Stated problem: Write out the listing in full, matching it word for word.

** Begin Available data **

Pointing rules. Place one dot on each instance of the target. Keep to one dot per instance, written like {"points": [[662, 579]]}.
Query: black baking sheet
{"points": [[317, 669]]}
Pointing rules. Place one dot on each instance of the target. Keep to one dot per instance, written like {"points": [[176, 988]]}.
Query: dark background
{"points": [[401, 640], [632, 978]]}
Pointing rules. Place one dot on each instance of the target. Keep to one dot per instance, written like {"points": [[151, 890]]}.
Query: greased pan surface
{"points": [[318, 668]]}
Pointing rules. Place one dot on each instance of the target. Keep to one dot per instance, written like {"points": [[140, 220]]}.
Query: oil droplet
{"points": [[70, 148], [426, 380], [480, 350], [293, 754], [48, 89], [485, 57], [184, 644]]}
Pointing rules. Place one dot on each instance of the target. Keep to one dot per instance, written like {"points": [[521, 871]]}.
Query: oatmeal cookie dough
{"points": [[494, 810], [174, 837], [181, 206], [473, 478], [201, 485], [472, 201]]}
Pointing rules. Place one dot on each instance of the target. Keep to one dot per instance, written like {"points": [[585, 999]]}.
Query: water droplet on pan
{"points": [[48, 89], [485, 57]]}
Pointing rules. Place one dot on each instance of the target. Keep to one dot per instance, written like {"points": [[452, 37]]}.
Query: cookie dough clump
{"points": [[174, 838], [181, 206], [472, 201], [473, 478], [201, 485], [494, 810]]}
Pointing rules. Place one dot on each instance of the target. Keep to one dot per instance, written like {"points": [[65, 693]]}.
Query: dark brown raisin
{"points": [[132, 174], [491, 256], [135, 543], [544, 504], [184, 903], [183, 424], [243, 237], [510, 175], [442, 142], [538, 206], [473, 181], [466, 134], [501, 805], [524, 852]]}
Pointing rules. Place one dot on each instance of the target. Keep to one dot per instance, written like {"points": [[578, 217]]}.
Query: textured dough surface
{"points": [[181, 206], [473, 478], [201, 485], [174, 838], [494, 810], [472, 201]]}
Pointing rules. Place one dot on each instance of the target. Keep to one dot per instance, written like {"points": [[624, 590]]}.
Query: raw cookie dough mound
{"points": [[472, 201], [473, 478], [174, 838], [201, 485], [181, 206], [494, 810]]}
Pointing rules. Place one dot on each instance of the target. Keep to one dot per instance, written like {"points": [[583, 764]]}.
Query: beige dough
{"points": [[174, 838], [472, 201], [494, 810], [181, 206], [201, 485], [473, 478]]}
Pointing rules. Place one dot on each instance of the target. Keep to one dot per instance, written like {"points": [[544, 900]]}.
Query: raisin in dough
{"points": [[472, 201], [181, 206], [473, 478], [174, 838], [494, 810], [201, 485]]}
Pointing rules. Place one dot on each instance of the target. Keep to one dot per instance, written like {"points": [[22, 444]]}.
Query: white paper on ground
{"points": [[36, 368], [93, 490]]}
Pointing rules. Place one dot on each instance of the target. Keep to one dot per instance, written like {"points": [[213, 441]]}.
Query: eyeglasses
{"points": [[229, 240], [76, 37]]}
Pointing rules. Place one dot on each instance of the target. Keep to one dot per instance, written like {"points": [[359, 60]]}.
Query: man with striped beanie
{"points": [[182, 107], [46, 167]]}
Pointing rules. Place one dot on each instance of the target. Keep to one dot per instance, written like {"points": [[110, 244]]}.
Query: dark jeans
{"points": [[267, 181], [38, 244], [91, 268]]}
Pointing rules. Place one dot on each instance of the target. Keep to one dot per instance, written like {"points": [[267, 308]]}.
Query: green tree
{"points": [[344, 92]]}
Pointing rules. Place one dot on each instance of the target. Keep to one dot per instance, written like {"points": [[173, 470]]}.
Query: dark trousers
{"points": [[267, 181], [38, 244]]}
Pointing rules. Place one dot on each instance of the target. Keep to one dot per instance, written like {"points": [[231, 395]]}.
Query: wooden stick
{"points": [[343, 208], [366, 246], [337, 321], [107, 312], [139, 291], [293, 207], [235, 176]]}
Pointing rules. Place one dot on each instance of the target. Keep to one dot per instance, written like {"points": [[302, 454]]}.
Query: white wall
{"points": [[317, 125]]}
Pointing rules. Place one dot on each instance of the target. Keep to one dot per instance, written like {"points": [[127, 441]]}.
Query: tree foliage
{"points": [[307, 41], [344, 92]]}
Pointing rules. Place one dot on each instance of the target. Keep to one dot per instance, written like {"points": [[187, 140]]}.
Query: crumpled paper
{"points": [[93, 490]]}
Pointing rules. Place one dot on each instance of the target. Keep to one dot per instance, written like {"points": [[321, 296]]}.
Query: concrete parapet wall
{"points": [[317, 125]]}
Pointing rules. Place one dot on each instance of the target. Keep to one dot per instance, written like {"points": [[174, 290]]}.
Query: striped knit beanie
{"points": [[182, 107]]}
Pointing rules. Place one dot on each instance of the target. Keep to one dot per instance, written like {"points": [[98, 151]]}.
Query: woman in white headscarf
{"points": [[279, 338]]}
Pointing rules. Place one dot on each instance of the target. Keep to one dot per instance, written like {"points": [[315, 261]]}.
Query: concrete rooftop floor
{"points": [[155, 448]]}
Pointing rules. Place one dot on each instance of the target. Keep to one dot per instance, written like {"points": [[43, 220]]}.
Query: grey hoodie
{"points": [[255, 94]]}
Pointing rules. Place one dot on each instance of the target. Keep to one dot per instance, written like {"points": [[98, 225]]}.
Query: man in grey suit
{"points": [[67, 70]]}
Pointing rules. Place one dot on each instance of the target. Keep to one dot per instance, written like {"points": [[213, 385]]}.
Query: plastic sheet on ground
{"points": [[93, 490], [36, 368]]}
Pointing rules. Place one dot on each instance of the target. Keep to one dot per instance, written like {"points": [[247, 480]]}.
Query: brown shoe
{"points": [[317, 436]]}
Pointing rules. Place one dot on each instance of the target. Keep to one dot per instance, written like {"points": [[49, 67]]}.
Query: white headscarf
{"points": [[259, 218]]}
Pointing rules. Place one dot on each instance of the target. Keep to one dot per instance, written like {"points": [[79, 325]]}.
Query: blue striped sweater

** End Available data **

Full response:
Pointing rules. Place one dot on each instance of the target. Keep to one dot per instance, written like {"points": [[662, 579]]}.
Query: black baking sheet
{"points": [[317, 669]]}
Pointing rules. Place one dot on each instance of the target. Keep to one dot per instance, written like {"points": [[176, 988]]}.
Query: dark background
{"points": [[401, 640], [632, 978]]}
Pointing rules. Place one dot on each instance of the target. Keep to one dot per instance, written like {"points": [[151, 890]]}.
Query: greased pan surface
{"points": [[318, 668]]}
Pointing rules. Place one dot on each instance of the target. Keep to one dot per instance, written like {"points": [[140, 220]]}.
Query: oil droplet
{"points": [[70, 148], [426, 380], [480, 350], [293, 754], [48, 89], [485, 57], [184, 644]]}
Pointing rules. Place one dot on each instance of the target. Keep to one dot per instance, written like {"points": [[521, 871]]}.
Query: oatmeal cookie dough
{"points": [[494, 810], [174, 837], [181, 206], [473, 478], [201, 485], [472, 201]]}
Pointing rules. Place one dot on each instance of the target. Keep to one dot per instance, written like {"points": [[585, 999]]}.
Query: water droplet on pan
{"points": [[48, 89], [485, 57]]}
Pointing rules. Place one dot on each instance of the target. Keep to one dot per instance, written like {"points": [[452, 37]]}.
Query: cookie dough clump
{"points": [[174, 838], [181, 206], [472, 201], [473, 478], [201, 485], [494, 810]]}
Pointing rules. Place one dot on each instance of the target. Keep to one dot per instance, written like {"points": [[65, 693]]}.
Query: dark brown raisin
{"points": [[132, 174], [491, 256], [135, 543], [544, 504], [184, 903], [183, 424], [243, 237], [510, 175], [442, 142], [538, 206], [473, 181], [466, 134], [501, 805], [524, 852]]}
Pointing rules. Place one dot on each instance of the target. Keep to one dot per instance, written like {"points": [[578, 217]]}.
Query: textured dough surface
{"points": [[181, 206], [473, 478], [201, 485], [174, 838], [494, 810], [472, 201]]}
Pointing rules. Place one dot on each instance of the target. Keep to one dot per instance, written like {"points": [[624, 590]]}.
Query: raw cookie dough mound
{"points": [[472, 201], [473, 478], [174, 838], [201, 485], [181, 206], [494, 810]]}
Pointing rules. Place one dot on each instance of the target. Keep to one dot per instance, written like {"points": [[583, 764]]}.
Query: beige dough
{"points": [[174, 838], [472, 201], [494, 810], [181, 206], [201, 485], [473, 478]]}
Pointing rules. Place one dot on each instance of the target. Keep to one dot per instance, written like {"points": [[544, 900]]}.
Query: raisin in dough
{"points": [[472, 201], [181, 206], [473, 478], [174, 838], [494, 810], [201, 485]]}
Pointing rules. Place one dot on each instance of the target. Keep to one dot per instance, written like {"points": [[22, 444]]}.
Query: white paper on ground
{"points": [[36, 368], [93, 490]]}
Pointing rules. Place one dot on each instance of the target. Keep to one dot per instance, written like {"points": [[213, 441]]}.
Query: eyeglasses
{"points": [[229, 240], [76, 37]]}
Pointing rules. Place one dot on each instance of the target. Keep to one dot per instance, written like {"points": [[359, 60]]}.
Query: man with striped beanie
{"points": [[182, 107], [46, 167]]}
Pointing rules. Place one dot on each instance of the target. Keep to one dot per instance, written like {"points": [[110, 244]]}.
Query: dark jeans
{"points": [[267, 181], [38, 244], [91, 268]]}
Pointing rules. Place one dot on each instance of the target. Keep to one dot per instance, written like {"points": [[267, 308]]}.
Query: green tree
{"points": [[344, 92]]}
Pointing rules. Place one dot on each instance of the target. Keep to one dot per instance, written like {"points": [[173, 470]]}.
Query: dark trousers
{"points": [[267, 181], [38, 244]]}
Pointing rules. Place one dot on each instance of the target. Keep to one dot per instance, written like {"points": [[231, 395]]}.
Query: wooden stick
{"points": [[343, 208], [366, 246], [337, 321], [107, 312], [139, 291], [293, 207], [235, 176]]}
Pointing rules. Place one dot on each instance of the target. Keep to one dot per instance, written like {"points": [[302, 454]]}.
Query: white wall
{"points": [[317, 125]]}
Pointing rules. Place one dot on each instance of the target. Keep to one dot per instance, written like {"points": [[127, 441]]}.
Query: tree foliage
{"points": [[307, 41], [344, 92]]}
Pointing rules. Place one dot on each instance of the target. Keep to one dot per instance, written like {"points": [[187, 140]]}.
Query: crumpled paper
{"points": [[93, 490]]}
Pointing rules. Place one dot on each instance of the target. Keep to one dot per instance, written like {"points": [[321, 296]]}.
Query: concrete parapet wall
{"points": [[317, 125]]}
Pointing rules. Place one dot on each instance of the target. Keep to one dot per instance, written like {"points": [[174, 290]]}.
Query: striped knit beanie
{"points": [[182, 107]]}
Pointing rules. Place one dot on each instance of the target. Keep to one dot per instance, written like {"points": [[98, 151]]}.
Query: woman in white headscarf
{"points": [[279, 338]]}
Pointing rules. Place one dot on each instance of the target. Keep to one dot per instance, written like {"points": [[315, 261]]}.
Query: concrete rooftop floor
{"points": [[155, 448]]}
Pointing rules. Place one dot on each instance of the target. Keep to one dot per instance, written like {"points": [[43, 220]]}.
Query: grey hoodie
{"points": [[255, 94]]}
Pointing rules. Place one dot on each instance of the target. Keep to one dot per instance, written like {"points": [[98, 225]]}.
Query: man in grey suit
{"points": [[67, 70]]}
Pointing rules. Place one dot on each instance of the target. Keep to one dot per instance, written like {"points": [[213, 385]]}.
Query: plastic sheet on ground
{"points": [[93, 490], [36, 368]]}
Pointing rules. Place one dot on each instance of the target. Keep to one dot per instance, written like {"points": [[247, 480]]}.
Query: brown shoe
{"points": [[317, 436]]}
Pointing rules. Place one dot on each instance of the target. Keep to one dot per instance, written like {"points": [[49, 67]]}.
Query: white headscarf
{"points": [[259, 218]]}
Pointing rules. Place one dot on each instance of the target. Keep to one dot per instance, written like {"points": [[79, 325]]}.
Query: blue striped sweater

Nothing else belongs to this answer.